[Dataset excerpts]
========================================================================

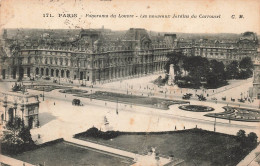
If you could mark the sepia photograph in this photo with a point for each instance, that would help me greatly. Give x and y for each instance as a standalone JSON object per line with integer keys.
{"x": 129, "y": 83}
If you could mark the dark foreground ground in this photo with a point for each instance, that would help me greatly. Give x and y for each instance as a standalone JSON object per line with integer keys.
{"x": 65, "y": 154}
{"x": 195, "y": 146}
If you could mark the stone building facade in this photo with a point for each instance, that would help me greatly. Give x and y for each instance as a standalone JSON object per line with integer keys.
{"x": 26, "y": 107}
{"x": 93, "y": 57}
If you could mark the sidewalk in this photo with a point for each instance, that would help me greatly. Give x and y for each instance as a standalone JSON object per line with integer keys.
{"x": 252, "y": 159}
{"x": 12, "y": 161}
{"x": 139, "y": 159}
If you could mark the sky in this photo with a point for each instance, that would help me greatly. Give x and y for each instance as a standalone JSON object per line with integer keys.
{"x": 30, "y": 14}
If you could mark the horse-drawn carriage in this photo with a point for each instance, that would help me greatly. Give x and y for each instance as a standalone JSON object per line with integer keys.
{"x": 187, "y": 96}
{"x": 77, "y": 102}
{"x": 201, "y": 98}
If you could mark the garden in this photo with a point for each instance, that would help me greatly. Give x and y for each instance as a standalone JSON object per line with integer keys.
{"x": 237, "y": 114}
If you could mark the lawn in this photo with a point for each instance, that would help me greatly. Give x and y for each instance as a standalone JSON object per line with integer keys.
{"x": 132, "y": 99}
{"x": 196, "y": 108}
{"x": 195, "y": 146}
{"x": 238, "y": 114}
{"x": 64, "y": 154}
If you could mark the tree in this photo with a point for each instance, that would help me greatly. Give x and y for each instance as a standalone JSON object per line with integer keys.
{"x": 232, "y": 70}
{"x": 246, "y": 63}
{"x": 246, "y": 68}
{"x": 174, "y": 58}
{"x": 241, "y": 134}
{"x": 252, "y": 139}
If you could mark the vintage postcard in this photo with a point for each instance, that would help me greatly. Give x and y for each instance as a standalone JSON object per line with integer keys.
{"x": 129, "y": 82}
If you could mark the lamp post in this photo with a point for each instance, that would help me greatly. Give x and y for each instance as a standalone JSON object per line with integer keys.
{"x": 15, "y": 107}
{"x": 5, "y": 105}
{"x": 215, "y": 124}
{"x": 22, "y": 109}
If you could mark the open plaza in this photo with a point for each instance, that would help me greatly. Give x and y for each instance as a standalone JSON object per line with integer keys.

========================================================================

_Your assignment:_ When you retype the data above, match every line exactly and leave the pictures behind.

_Exercise answer:_
If you could mark the sepia photograph in this photo with a point for each instance, that would help me greatly. Give x and y for each instance as a standalone JSON object per line with integer keys.
{"x": 129, "y": 83}
If you could mark the dark foreground ground in this photo with a point for each instance, that would help me greatly. Give x and y for each instance as a standalone JSON object per line with integer keys.
{"x": 65, "y": 154}
{"x": 195, "y": 146}
If you could mark the stone building facade in this photo with a point for each instance, that would help me greatly. Give x and y for each instance as a standalone JSON object per line with integer keys.
{"x": 26, "y": 107}
{"x": 93, "y": 57}
If you could mark the sidewalk in this photo with a point for each instance, that would help me greatly. Give x and y for each instance as a standalone JSON object per line with integer keys.
{"x": 252, "y": 159}
{"x": 12, "y": 161}
{"x": 139, "y": 159}
If you could mark the sky in this photo with a point for each instance, that would help me greatly. Give x and y for each instance as a standalone JSON object per line with integer keys.
{"x": 30, "y": 14}
If you could mark the horse-drawn carriage in this photo with a point for each instance, that would help me greatly. Give x and y for each instance as a standalone JSON object per line with integer keys.
{"x": 187, "y": 96}
{"x": 77, "y": 102}
{"x": 201, "y": 98}
If you could mark the garden in this photo with a point for each instance, that would help me greatly. Give x and y for each instance as a standalone JSON object per line with integer keys.
{"x": 237, "y": 114}
If you could mark the lawn in this photo with a point for each instance, that would help me greatly. Give x and y for each instance as a standalone JSON object per line with integer keys.
{"x": 132, "y": 99}
{"x": 196, "y": 108}
{"x": 195, "y": 146}
{"x": 238, "y": 114}
{"x": 64, "y": 154}
If you could mark the tree in this photo with a point for each instance, that would help me greatly. Give x and y for each instance as a standalone JSON object per line with integer keys.
{"x": 232, "y": 70}
{"x": 246, "y": 63}
{"x": 246, "y": 68}
{"x": 174, "y": 58}
{"x": 241, "y": 134}
{"x": 252, "y": 139}
If you could mark the vintage postcard in this photo with a point for each instance, that would help me greatly. Give x and y for each instance as a standalone JSON object per line with integer keys.
{"x": 129, "y": 82}
If you could mark the lamp post in this photo with a point for each instance, that would help me greatly. Give x and y for each instance as a standalone JSON object per line with integer keys.
{"x": 15, "y": 107}
{"x": 5, "y": 105}
{"x": 215, "y": 124}
{"x": 22, "y": 109}
If you could mark the open plaza in this photo with a point for each instance, that would help me greatly. Give x and y for each instance as a standalone JSON object per line with integer keys.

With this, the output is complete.